• **Source**:
-.-.-
Plot the time series for a specific geohash.

Parameters:

Name	Type	Description	Default
`id_geohash`	`str`	The geohash identifier for the location.	required
`breakpoints`	`BreakpointMethod`	Breakpoint detection method to use.	required

Source code in src/water_timeseries/dataset.py

def plot_timeseries(self, id_geohash: str, breakpoints: None) -> plt.Figure:
    """Plot the time series for a specific geohash.

    Args:
        id_geohash (str): The geohash identifier for the location.
        breakpoints (BreakpointMethod, optional): Breakpoint detection method to use.
    """
    pass

Merge Functionality🔗

The LakeDataset class and its subclasses (DWDataset, JRCDataset) provide a merge() method to combine two datasets. This is useful for:

Combining datasets from different time periods
Adding new lakes to an existing dataset
Combining partial datasets into a complete one

Merge Strategies🔗

The merge() method accepts a how parameter with three options:

Strategy	Description	Requirements
`"both"`	Merge along both dimensions (date and id_geohash). Combines all unique data from both datasets.	Same variables
`"date"`	Merge along the date dimension only. Adds new dates for the same lakes.	Same id_geohash values, same variables
`"id_geohash"`	Merge along the id_geohash dimension only. Adds new lakes with the same dates.	Same dates, same variables

Examples🔗

from water_timeseries.dataset import DWDataset
import xarray as xr

# Load two datasets
ds1 = xr.open_dataset("data_2020_2022.zarr")
dataset1 = DWDataset(ds1)

ds2 = xr.open_dataset("data_2023_2024.zarr")
dataset2 = DWDataset(ds2)

# Merge along both dimensions
merged = dataset1.merge(dataset2, how="both")

# Add new dates to existing time series (same lakes)
# Both datasets must have the same id_geohash values
merged = dataset1.merge(dataset2, how="date")

# Add new lakes with the same temporal coverage
# Both datasets must have the same dates
merged = dataset1.merge(dataset2, how="id_geohash")

Warnings🔗

When there are overlapping values, a warning is issued:

how="date": Warns if there are duplicate dates between datasets
how="id_geohash": Warns if there are duplicate id_geohash values

In both cases, data from the second dataset will overwrite the first for overlapping values.
-.-.-
• **Information shown**:
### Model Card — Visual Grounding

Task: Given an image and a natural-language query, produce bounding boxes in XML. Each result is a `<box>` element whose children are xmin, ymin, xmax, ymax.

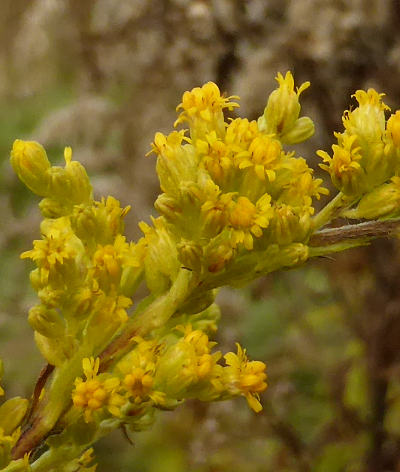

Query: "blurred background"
<box><xmin>0</xmin><ymin>0</ymin><xmax>400</xmax><ymax>472</ymax></box>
-.-.-
• **Task set**:
A) Reproduce the water_timeseries documentation word for word from "from water_timeseries.dataset import" to "dataset1 = DWDataset(ds1)".
B) In the water_timeseries documentation, what must two datasets share to be merged with how="date"?
C) Extend the water_timeseries documentation past its last sentence.

• **Answers to the exercises**:
A)
from water_timeseries.dataset import DWDataset
import xarray as xr

# Load two datasets
ds1 = xr.open_dataset("data_2020_2022.zarr")
dataset1 = DWDataset(ds1)

B) They must have the same id_geohash values and the same variables.

C)
Requirements🔗

Both datasets must be of the same type (both DWDataset or both JRCDataset)
Both datasets must have the same variables
The specific merge strategy may have additional requirements (see table above)

Return Value🔗

The merge() method returns a new LakeDataset instance (of the same type as the first dataset) with the combined data. The returned dataset is fully preprocessed and normalized.

Plot Time Series🔗

Both DWDataset and JRCDataset provide a plot_timeseries() method to visualize water extent over time for a specific lake.

DWDataset.plot_timeseries()🔗

from water_timeseries.dataset import DWDataset
import xarray as xr

# Load data
ds = xr.open_zarr("lakes_dw.zarr")
dataset = DWDataset(ds)

# Plot time series for a specific lake
fig = dataset.plot_timeseries(
    id_geohash="b7uefy0bvcrc",
    breakpoints=None  # Optional: pass BreakpointMethod to overlay detected breaks
)

# Show the plot
fig.show()

JRCDataset.plot_timeseries()🔗

from water_timeseries.dataset import JRCDataset
import xarray as xr

# Load data
ds = xr.open_zarr("lakes_jrc.zarr")
dataset = JRCDataset(ds)

# Plot time series
fig = dataset.plot_timeseries(
    id_geohash="b7uefy0bvcrc",
    breakpoints=None  # Optional: BreakpointMethod to overlay detected breaks
)

fig.show()

Parameters🔗

Parameter	Type	Description
`id_geohash`	str	The geohash identifier for the lake to plot
`breakpoints`	BreakpointMethod, optional	Breakpoint detection result to overlay on the plot (e.g., from `SimpleBreakpoint` or `BeastBreakpoint`)

Return Value🔗

Returns a matplotlib.figure.Figure object that can be displayed or saved.

With Breakpoint Overlay🔗

from water_timeseries.dataset import DWDataset
from water_timeseries.breakpoint import SimpleBreakpoint

# Initialize dataset
dataset = DWDataset(xr.open_zarr("lakes_dw.zarr"))

# Detect breakpoints
bp = SimpleBreakpoint()
breaks = bp.calculate_break(dataset, object_id="b7uefy0bvcrc")

# Plot with breakpoint overlay
fig = dataset.plot_timeseries(
    id_geohash="b7uefy0bvcrc",
    breakpoints=breaks
)

fig.show()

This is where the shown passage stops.